→ What is being asked: A faithful copy of every record is needed here. Images must not appear in it.

(Saved entries)
━━━━━━━━━━━━━━━━━━━━
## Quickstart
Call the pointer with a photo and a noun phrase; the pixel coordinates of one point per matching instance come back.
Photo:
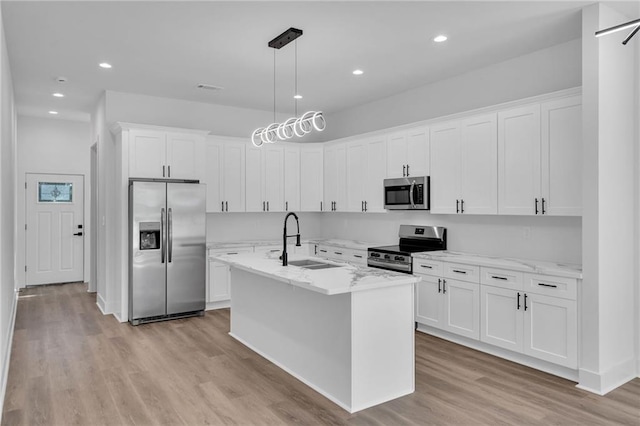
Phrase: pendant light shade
(294, 126)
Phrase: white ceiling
(165, 48)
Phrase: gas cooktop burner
(413, 239)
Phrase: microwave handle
(413, 184)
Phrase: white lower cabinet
(445, 303)
(539, 325)
(218, 292)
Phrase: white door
(55, 228)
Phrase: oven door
(406, 193)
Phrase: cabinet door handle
(548, 285)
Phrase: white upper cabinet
(519, 161)
(265, 178)
(292, 177)
(165, 154)
(224, 175)
(479, 167)
(445, 168)
(464, 166)
(408, 153)
(311, 177)
(562, 156)
(335, 177)
(540, 159)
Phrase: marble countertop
(347, 278)
(524, 265)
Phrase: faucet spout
(284, 256)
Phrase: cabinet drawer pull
(548, 285)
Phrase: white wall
(544, 71)
(542, 238)
(260, 226)
(51, 146)
(8, 295)
(608, 297)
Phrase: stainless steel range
(413, 239)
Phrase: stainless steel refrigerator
(167, 227)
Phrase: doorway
(54, 228)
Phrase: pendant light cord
(295, 97)
(274, 85)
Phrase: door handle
(170, 232)
(162, 240)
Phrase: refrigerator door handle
(162, 233)
(170, 234)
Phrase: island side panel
(306, 333)
(383, 351)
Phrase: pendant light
(294, 126)
(631, 24)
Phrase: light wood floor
(71, 365)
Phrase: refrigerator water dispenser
(149, 235)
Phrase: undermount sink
(312, 264)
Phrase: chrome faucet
(284, 256)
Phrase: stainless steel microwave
(410, 193)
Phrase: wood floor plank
(71, 365)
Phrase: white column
(608, 297)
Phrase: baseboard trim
(547, 367)
(7, 352)
(603, 383)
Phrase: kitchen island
(346, 331)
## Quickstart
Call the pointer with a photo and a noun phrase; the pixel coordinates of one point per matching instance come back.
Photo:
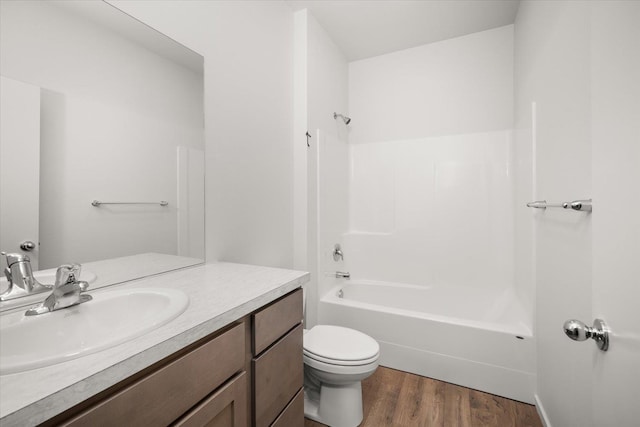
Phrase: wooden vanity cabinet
(277, 366)
(219, 381)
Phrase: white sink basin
(111, 318)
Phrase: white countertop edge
(58, 402)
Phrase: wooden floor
(396, 398)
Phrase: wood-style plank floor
(399, 399)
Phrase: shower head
(345, 119)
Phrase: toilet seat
(337, 345)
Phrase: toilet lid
(338, 343)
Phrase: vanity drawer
(164, 395)
(272, 322)
(278, 376)
(293, 414)
(227, 407)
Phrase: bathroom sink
(111, 318)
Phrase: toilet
(336, 360)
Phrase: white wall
(248, 51)
(457, 86)
(323, 91)
(103, 113)
(431, 187)
(552, 69)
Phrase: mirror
(120, 113)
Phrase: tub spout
(343, 275)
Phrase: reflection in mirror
(119, 108)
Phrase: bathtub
(475, 338)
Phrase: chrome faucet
(20, 278)
(343, 275)
(67, 291)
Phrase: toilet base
(339, 406)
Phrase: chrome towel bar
(98, 203)
(576, 205)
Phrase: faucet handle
(13, 258)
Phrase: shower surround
(420, 191)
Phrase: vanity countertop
(219, 294)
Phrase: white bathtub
(478, 339)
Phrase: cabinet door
(227, 407)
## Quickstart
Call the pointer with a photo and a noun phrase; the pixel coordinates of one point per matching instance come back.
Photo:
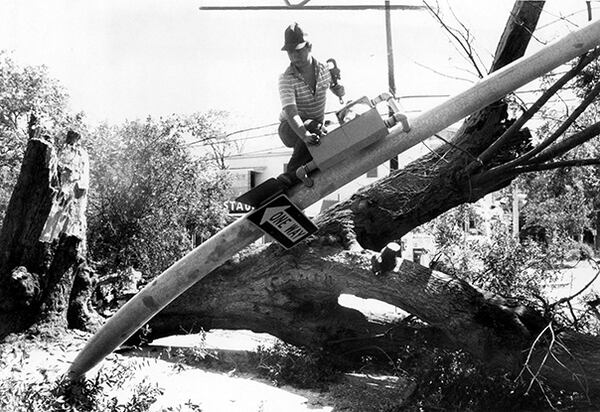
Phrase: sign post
(283, 221)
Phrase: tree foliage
(26, 91)
(149, 197)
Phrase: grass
(420, 379)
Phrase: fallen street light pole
(238, 235)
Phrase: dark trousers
(300, 156)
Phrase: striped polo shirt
(294, 90)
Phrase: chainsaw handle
(397, 115)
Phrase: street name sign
(283, 221)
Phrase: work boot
(286, 179)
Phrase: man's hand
(312, 138)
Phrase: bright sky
(129, 59)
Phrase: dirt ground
(216, 378)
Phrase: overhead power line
(324, 7)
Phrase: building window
(372, 172)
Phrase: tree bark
(294, 295)
(36, 278)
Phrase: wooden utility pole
(233, 238)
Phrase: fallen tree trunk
(294, 295)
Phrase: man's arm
(295, 122)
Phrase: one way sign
(282, 220)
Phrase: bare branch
(537, 167)
(569, 143)
(553, 137)
(516, 126)
(463, 44)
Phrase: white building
(267, 158)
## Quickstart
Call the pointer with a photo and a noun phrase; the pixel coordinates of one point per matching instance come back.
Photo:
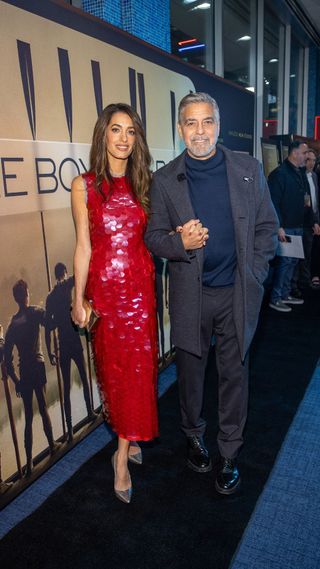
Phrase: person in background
(311, 229)
(114, 270)
(4, 486)
(24, 333)
(58, 316)
(314, 190)
(290, 194)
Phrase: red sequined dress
(121, 286)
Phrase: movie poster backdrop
(60, 67)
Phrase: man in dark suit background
(313, 253)
(213, 219)
(311, 229)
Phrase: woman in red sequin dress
(115, 271)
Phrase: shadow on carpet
(176, 519)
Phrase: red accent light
(185, 42)
(317, 127)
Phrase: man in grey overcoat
(213, 219)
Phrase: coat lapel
(178, 190)
(240, 180)
(180, 197)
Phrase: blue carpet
(283, 532)
(40, 490)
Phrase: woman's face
(120, 137)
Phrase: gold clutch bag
(91, 315)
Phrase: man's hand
(193, 234)
(281, 234)
(316, 229)
(18, 388)
(53, 359)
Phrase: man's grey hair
(199, 98)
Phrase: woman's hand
(78, 315)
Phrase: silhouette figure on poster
(4, 486)
(58, 317)
(24, 333)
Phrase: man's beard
(201, 150)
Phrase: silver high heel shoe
(137, 457)
(123, 495)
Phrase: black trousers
(315, 257)
(217, 319)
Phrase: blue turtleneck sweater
(209, 193)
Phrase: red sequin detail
(121, 285)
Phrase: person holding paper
(290, 193)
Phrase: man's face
(199, 130)
(301, 155)
(310, 162)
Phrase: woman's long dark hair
(139, 161)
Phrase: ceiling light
(185, 42)
(192, 47)
(203, 6)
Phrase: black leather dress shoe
(198, 457)
(228, 478)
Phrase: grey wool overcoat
(255, 226)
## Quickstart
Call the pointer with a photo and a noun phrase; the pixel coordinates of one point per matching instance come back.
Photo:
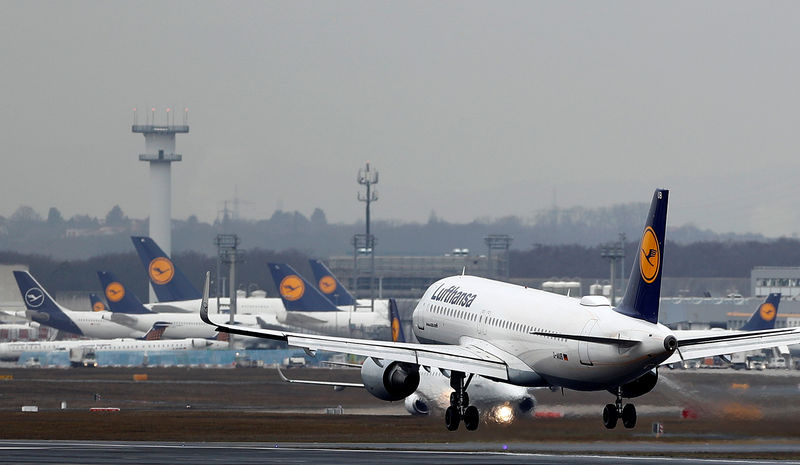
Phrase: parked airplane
(128, 310)
(11, 351)
(508, 333)
(308, 308)
(333, 289)
(500, 402)
(43, 309)
(97, 303)
(169, 283)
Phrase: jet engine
(640, 386)
(416, 405)
(391, 380)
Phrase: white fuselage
(13, 350)
(473, 310)
(93, 325)
(270, 310)
(179, 325)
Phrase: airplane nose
(670, 343)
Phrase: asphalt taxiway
(250, 416)
(69, 452)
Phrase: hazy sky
(468, 109)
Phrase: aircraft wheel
━━━━━━━━━━━━━━━━━━━━
→ Response to this task:
## Quickstart
Call the pointer with a photo and a noun phrase; the pixel coordinates of one point per matching instance come back.
Photo:
Phrase: pendant light shade
(294, 126)
Phrase: white ceiling
(165, 48)
Phrase: gas cooktop burner
(413, 239)
Phrase: microwave handle
(413, 184)
Phrase: white lower cabinet
(445, 303)
(539, 325)
(218, 292)
Phrase: white door
(55, 228)
Phrase: oven door
(406, 193)
Phrase: cabinet door handle
(548, 285)
Phrase: white upper cabinet
(519, 161)
(265, 178)
(292, 177)
(165, 154)
(224, 175)
(479, 167)
(445, 168)
(464, 166)
(408, 153)
(311, 177)
(562, 156)
(335, 177)
(540, 159)
Phrase: marble countertop
(347, 278)
(524, 265)
Phrase: faucet spout
(284, 256)
Phrase: cabinet drawer pull
(548, 285)
Phrase: white wall
(544, 71)
(542, 238)
(260, 226)
(51, 146)
(8, 295)
(608, 297)
Phrase: stainless steel range
(413, 239)
Phrase: stainless steel refrigerator
(167, 227)
Phrase: doorway
(54, 228)
Phrase: pendant light cord
(295, 97)
(274, 85)
Phrase: door handle
(170, 232)
(162, 240)
Phrase: refrigerator door handle
(162, 233)
(170, 234)
Phrase: island side panel
(306, 333)
(383, 351)
Phrase: pendant light
(294, 126)
(631, 24)
Phrase: light wood floor
(71, 365)
Phrase: refrigerator water dispenser
(149, 235)
Phrase: undermount sink
(312, 264)
Phrase: chrome faucet
(284, 256)
Phrase: stainless steel microwave
(410, 193)
Phrase: wood floor plank
(71, 365)
Phrase: white column
(608, 297)
Phrase: baseboard trim
(547, 367)
(7, 352)
(603, 383)
Phrase: kitchen island
(346, 331)
## Quickstart
Call the pointer with a photo and a noun phrase; the pixel coordinates of one point per matching instance come back.
Photo:
Phrase: wooden vanity cabinet
(277, 366)
(219, 381)
Phrase: white sink basin
(111, 318)
Phrase: white countertop edge
(58, 402)
Phrase: wooden floor
(396, 398)
Phrase: wood-style plank floor
(399, 399)
Phrase: shower head
(345, 119)
Phrase: toilet seat
(337, 345)
Phrase: toilet lid
(338, 343)
Phrase: vanity drawer
(164, 395)
(272, 322)
(278, 376)
(293, 414)
(227, 407)
Phrase: bathroom sink
(111, 318)
Phrase: toilet
(336, 360)
Phrase: white wall
(248, 51)
(457, 86)
(323, 91)
(103, 113)
(431, 187)
(552, 69)
Phrase: mirror
(120, 113)
Phrase: tub spout
(343, 275)
Phrase: reflection in mirror
(119, 108)
Phrase: bathtub
(475, 338)
Phrase: chrome faucet
(20, 278)
(343, 275)
(67, 291)
Phrase: toilet base
(339, 406)
Phrase: chrome towel bar
(98, 203)
(576, 205)
Phrase: faucet handle
(13, 258)
Phrase: shower surround
(420, 191)
Phrase: vanity countertop
(219, 294)
Phrase: white bathtub
(478, 339)
Phrase: cabinet door
(227, 407)
## Quickstart
Call the pointer with a photo and a noun phrase; the pixel coordinates of one point per matching instance come back.
Photo:
Phrase: sign post
(283, 221)
Phrase: tree foliage
(26, 91)
(149, 197)
Phrase: grass
(420, 379)
Phrase: fallen street light pole
(238, 235)
Phrase: dark trousers
(300, 156)
Phrase: striped polo shirt
(294, 90)
Phrase: chainsaw handle
(397, 115)
Phrase: street name sign
(283, 221)
Phrase: work boot
(286, 179)
Phrase: man's hand
(312, 138)
Phrase: bright sky
(129, 59)
Phrase: dirt ground
(216, 378)
Phrase: overhead power line
(324, 7)
Phrase: building window
(372, 172)
Phrase: tree bark
(294, 295)
(36, 278)
Phrase: wooden utility pole
(233, 238)
Phrase: fallen tree trunk
(294, 295)
Phrase: man's arm
(295, 122)
Phrase: one way sign
(282, 220)
Phrase: bare branch
(537, 167)
(569, 143)
(553, 137)
(516, 126)
(463, 44)
Phrase: white building
(267, 158)
## Quickstart
Call the pointer with a photo and a noun phrase; the pixel coordinates of one point per matching instance come back.
Photo:
Phrase: person in background
(311, 229)
(114, 270)
(4, 486)
(24, 333)
(58, 316)
(314, 190)
(290, 194)
Phrase: red sequined dress
(121, 286)
Phrase: movie poster backdrop
(60, 67)
Phrase: man in dark suit background
(313, 253)
(213, 219)
(311, 229)
Phrase: woman in red sequin dress
(115, 271)
Phrase: shadow on carpet
(176, 519)
Phrase: red accent light
(185, 42)
(317, 127)
Phrase: man in grey overcoat
(213, 219)
Phrase: coat lapel
(178, 190)
(240, 180)
(180, 197)
Phrase: blue carpet
(283, 532)
(40, 490)
Phrase: woman's face
(120, 137)
Phrase: gold clutch bag
(91, 315)
Phrase: man's hand
(193, 234)
(281, 234)
(316, 229)
(18, 388)
(53, 359)
Phrase: man's grey hair
(199, 98)
Phrase: woman's hand
(78, 315)
Phrase: silhouette figure on poster
(4, 486)
(58, 317)
(24, 333)
Phrase: man's beard
(201, 150)
Phrase: silver high heel shoe
(137, 457)
(123, 495)
Phrase: black trousers
(315, 257)
(217, 319)
Phrase: blue turtleneck sweater
(209, 193)
Phrase: red sequin detail
(121, 285)
Phrase: person holding paper
(290, 193)
Phrase: man's face
(199, 130)
(301, 155)
(310, 162)
Phrase: woman's long dark hair
(139, 161)
Phrase: ceiling light
(185, 42)
(192, 47)
(203, 6)
Phrase: black leather dress shoe
(198, 457)
(228, 478)
Phrase: grey wool overcoat
(255, 226)
## Quickstart
Call the pointer with a photo and a noun phrase; the pixel coordinates of one point per matching instance come back.
Photo:
Phrase: parked airplane
(128, 310)
(11, 351)
(508, 333)
(308, 308)
(333, 289)
(500, 402)
(43, 309)
(97, 303)
(169, 283)
Phrase: jet engine
(640, 386)
(416, 405)
(391, 380)
Phrase: white fuselage
(13, 350)
(473, 310)
(93, 325)
(270, 310)
(179, 325)
Phrase: airplane nose
(670, 343)
Phrase: asphalt taxiway
(250, 416)
(69, 452)
Phrase: hazy sky
(468, 109)
Phrase: aircraft wheel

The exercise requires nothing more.